What you will do =
Collect every line in the listing below that contains the word "above".

Record list =
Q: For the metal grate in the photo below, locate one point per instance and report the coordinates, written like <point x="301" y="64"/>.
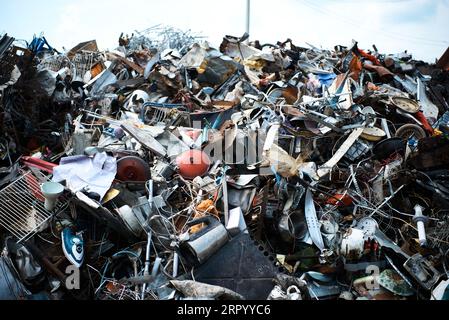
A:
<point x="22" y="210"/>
--
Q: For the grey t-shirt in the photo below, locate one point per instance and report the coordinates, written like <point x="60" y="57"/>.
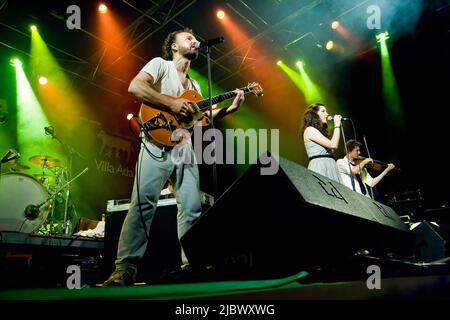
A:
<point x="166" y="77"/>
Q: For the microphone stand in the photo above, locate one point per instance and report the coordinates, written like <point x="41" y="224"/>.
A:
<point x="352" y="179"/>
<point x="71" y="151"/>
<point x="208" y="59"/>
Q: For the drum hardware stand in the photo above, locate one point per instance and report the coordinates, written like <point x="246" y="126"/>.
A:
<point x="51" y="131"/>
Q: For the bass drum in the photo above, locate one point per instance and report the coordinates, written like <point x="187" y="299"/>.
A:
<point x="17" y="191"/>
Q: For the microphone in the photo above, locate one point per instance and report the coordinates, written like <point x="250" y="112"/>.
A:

Answer =
Q: For the microphone stand in the photo above, locate one point per instance and report the coordinates, written like <point x="41" y="224"/>.
Q: For the drum hardware stand in the photo above, locate one point per instance and report the coordinates, written like <point x="246" y="126"/>.
Q: For the bass drum in the photo above, locate one point per instance and report the coordinates, written like <point x="187" y="299"/>.
Q: For the microphone in the photo above, locate one point per instance and report the coordinates, written like <point x="250" y="112"/>.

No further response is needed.